• [Stored rows]:

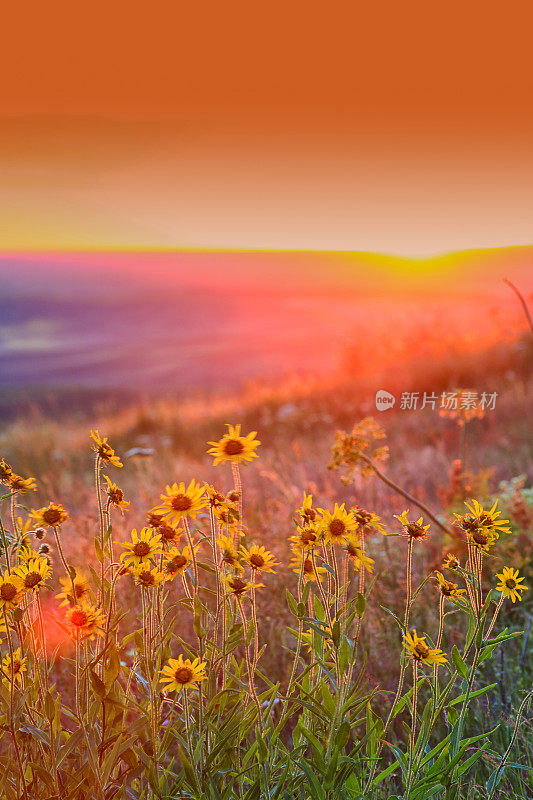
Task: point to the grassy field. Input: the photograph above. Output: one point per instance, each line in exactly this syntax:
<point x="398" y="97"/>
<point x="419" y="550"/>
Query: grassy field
<point x="303" y="688"/>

• [Exercise brief]: Write out all the rows above again, requests included, but without the pictures. In the answers, lower every point's x and y coordinate by 59.

• [Finished task]:
Task: point to the grassy field. Input: the photograph above. Output: one point per instance, each line in exactly this syntax:
<point x="398" y="97"/>
<point x="419" y="550"/>
Query: grassy field
<point x="244" y="629"/>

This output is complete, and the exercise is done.